Do this: Please count how many lines of the data below contain the string "glass" in the same case, and reply with only the number.

(Part of a data file)

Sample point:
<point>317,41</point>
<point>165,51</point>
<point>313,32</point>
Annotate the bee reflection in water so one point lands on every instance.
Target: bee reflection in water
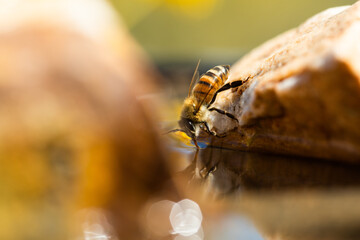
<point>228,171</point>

* * *

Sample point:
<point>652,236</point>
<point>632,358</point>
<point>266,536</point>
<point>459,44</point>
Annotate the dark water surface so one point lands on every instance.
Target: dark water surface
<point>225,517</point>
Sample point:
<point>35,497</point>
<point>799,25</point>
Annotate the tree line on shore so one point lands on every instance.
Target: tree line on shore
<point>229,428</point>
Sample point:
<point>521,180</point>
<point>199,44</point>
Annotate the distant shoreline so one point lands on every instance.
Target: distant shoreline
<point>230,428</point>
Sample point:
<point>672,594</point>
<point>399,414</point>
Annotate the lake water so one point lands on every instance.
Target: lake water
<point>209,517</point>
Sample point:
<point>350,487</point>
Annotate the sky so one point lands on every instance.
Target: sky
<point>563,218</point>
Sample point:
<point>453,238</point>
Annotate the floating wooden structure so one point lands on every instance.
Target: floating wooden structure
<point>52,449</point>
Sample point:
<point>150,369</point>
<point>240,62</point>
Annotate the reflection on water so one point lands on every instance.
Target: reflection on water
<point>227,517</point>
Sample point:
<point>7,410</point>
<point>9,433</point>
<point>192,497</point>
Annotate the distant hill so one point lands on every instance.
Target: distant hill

...

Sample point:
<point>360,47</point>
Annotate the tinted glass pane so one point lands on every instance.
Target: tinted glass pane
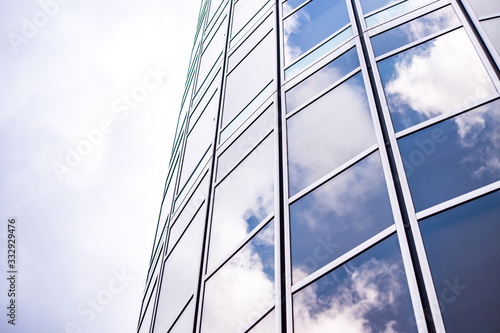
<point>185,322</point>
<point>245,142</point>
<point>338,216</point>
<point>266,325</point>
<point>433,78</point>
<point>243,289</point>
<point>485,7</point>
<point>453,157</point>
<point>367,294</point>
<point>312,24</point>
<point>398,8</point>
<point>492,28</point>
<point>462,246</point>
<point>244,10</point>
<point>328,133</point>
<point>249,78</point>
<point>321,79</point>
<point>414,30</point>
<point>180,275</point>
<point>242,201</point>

Output for this task: 2